== Text section ==

The drummer who sounds “wrong” in all the right ways

One of the biggest shifts on Lost Time is behind the kit. Early 12 Rods records leaned heavily on original drummer Chris McGuire’s brute, almost tribal energy; Jeremy remembers that as one of the first things that floored him on the EP and debut. On Lost Time, Dave King steps in, and the whole rhythmic picture tilts. King brings a jazz background and a sense of “wrongness” that feels intentional: the very first real song opens with a stuttering, jazzy fill that sounds like a mistake until you’ve lived with it a few spins and realize, no, that’s the point.

The drums across the album shift constantly—sometimes compressed and distorted to the edge of feeling programmed, sometimes suddenly flipping into very obviously live, organic playing mid-song. Jay admits that kind of inconsistency would normally bug him, but here it becomes part of the fun: one second you’re wondering if you’re hearing a sample, the next it’s undeniably a human drummer throwing off snare fills you rarely hear on rock records. Jeremy suspects there’s more drum programming in spots, plus deliberate overdrive on certain tracks, which adds to the sense of a band willing to mess with their own sonic foundation if it gives a song a new angle.

There’s also a meta-layer: Ryan started out as a drum student, and at one point someone literally asked him to put a band together because there “weren’t enough bands” in Oxford. That drummer’s brain never fully leaves the music. Even when he’s the singer-guitarist-producer, you can feel the songs being built around rhythmic games—hesitations, odd accents, and those little moments where your head keeps bobbing but your brain has to catch up.

Pop instincts, strange lyrics, and the Ozzy thing

For all the time-signature trickery and tonal curveballs, Lost Time lives or dies on Ryan’s voice and melodic through-line. Tim zeroes in on how his vocal sits in this curious middle register—not a soaring high tenor, not a low baritone, more a slightly elevated center that he rides consistently across the record. That consistency is part of what keeps the album from collapsing under its own variety; no matter how wild the arrangements get, you always know who’s singing and what emotional thread you’re following.

===
== Listed entries ==

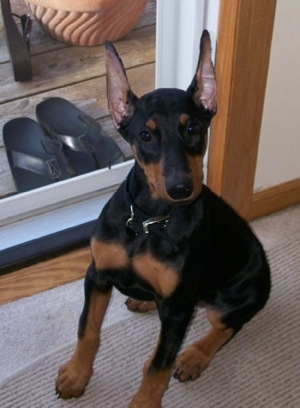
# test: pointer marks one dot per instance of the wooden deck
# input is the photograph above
(74, 73)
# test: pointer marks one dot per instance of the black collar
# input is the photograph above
(141, 223)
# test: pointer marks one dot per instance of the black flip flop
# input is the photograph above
(86, 144)
(35, 159)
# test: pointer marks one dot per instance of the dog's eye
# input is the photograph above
(192, 129)
(145, 136)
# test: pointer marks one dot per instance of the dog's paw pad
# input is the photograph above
(72, 380)
(190, 364)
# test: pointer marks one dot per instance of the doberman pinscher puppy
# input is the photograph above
(165, 240)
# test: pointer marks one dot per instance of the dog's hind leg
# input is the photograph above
(140, 306)
(158, 369)
(196, 357)
(74, 376)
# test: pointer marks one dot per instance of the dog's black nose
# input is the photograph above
(180, 191)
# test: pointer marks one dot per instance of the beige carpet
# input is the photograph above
(260, 368)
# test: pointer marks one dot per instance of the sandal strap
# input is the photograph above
(50, 168)
(79, 143)
(17, 45)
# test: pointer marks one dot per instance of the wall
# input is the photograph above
(279, 148)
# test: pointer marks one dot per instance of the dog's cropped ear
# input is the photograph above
(203, 87)
(121, 99)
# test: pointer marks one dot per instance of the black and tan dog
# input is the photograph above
(165, 240)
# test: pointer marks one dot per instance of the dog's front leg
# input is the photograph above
(158, 369)
(74, 376)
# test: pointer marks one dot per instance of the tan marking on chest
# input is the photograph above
(162, 278)
(108, 255)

===

» **Objective**
From the piece on Lost Time, output word for word the part that opens with the words containing "The drums across" and closes with "a new angle.".

» **Exercise output**
The drums across the album shift constantly—sometimes compressed and distorted to the edge of feeling programmed, sometimes suddenly flipping into very obviously live, organic playing mid-song. Jay admits that kind of inconsistency would normally bug him, but here it becomes part of the fun: one second you’re wondering if you’re hearing a sample, the next it’s undeniably a human drummer throwing off snare fills you rarely hear on rock records. Jeremy suspects there’s more drum programming in spots, plus deliberate overdrive on certain tracks, which adds to the sense of a band willing to mess with their own sonic foundation if it gives a song a new angle.